**INFORMATION PROVIDED**
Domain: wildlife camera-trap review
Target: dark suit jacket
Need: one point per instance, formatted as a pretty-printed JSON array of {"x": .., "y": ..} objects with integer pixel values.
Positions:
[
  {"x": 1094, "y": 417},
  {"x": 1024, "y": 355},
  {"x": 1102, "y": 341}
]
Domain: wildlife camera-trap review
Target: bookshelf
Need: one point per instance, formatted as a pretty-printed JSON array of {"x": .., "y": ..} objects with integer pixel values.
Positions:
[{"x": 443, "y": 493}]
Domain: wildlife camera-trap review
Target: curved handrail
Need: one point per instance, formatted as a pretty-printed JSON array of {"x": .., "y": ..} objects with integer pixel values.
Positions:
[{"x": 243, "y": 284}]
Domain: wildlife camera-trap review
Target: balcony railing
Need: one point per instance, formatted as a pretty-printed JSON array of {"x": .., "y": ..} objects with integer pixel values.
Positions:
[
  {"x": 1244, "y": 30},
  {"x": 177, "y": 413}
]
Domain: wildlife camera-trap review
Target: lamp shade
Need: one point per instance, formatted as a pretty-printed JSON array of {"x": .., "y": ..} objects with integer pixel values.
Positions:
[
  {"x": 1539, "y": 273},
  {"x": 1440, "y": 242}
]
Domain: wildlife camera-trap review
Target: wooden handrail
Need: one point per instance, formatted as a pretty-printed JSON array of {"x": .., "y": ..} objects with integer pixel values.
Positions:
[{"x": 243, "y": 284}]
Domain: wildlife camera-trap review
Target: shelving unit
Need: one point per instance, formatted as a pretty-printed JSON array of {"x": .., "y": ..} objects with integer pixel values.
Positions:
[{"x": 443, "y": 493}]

**TASK TO COMPLETE**
Type out all of the material again, word for word.

**RESPONSE BELOW**
Domain: wildlife camera-trap review
Target: dark suit jacket
Need: one point per instance, formatted as a pretty-printed JSON array of {"x": .., "y": ..} objects with integer pixel values.
Positions:
[
  {"x": 1094, "y": 417},
  {"x": 1024, "y": 355},
  {"x": 1102, "y": 341}
]
Domain: wildlife camera-trap review
Target: bookshelf
Need: one point per instance, formatted as a pretty-printed JSON array of {"x": .., "y": ..} objects with integer pixel values.
Positions:
[{"x": 443, "y": 493}]
Domain: wildlife camera-trap review
Target: curved handrail
Need: one point per instance, formatted as a pretty-printed JSON array of {"x": .., "y": ..} objects with integer pixel values.
Positions:
[{"x": 243, "y": 284}]
Domain: wildlife camera-trap review
Target: balcony railing
Need: one point per instance, formatted as a pretty-printed JSON array of {"x": .., "y": ..} objects with integer pixel values.
Positions:
[
  {"x": 1244, "y": 30},
  {"x": 177, "y": 413}
]
Domain: wildlife camera-trap review
Target: lamp shade
Need: one point per instance, formatted as a pretty-printed JSON array of {"x": .., "y": ..} objects with integer pixel values.
Positions:
[
  {"x": 1539, "y": 273},
  {"x": 1440, "y": 242}
]
Domain: wildlife camera-trap review
Target: wooden handrail
Need: one point per instance, formatted as a pretty-printed JSON array of {"x": .., "y": ..} objects with integer pixel values.
Positions:
[{"x": 243, "y": 284}]
Domain: wildlife camera-trap review
Target: shelving unit
Need: one point per instance, formatted as a pretty-printed JSON array of {"x": .., "y": ..} objects with integer pixel values.
Positions:
[{"x": 443, "y": 493}]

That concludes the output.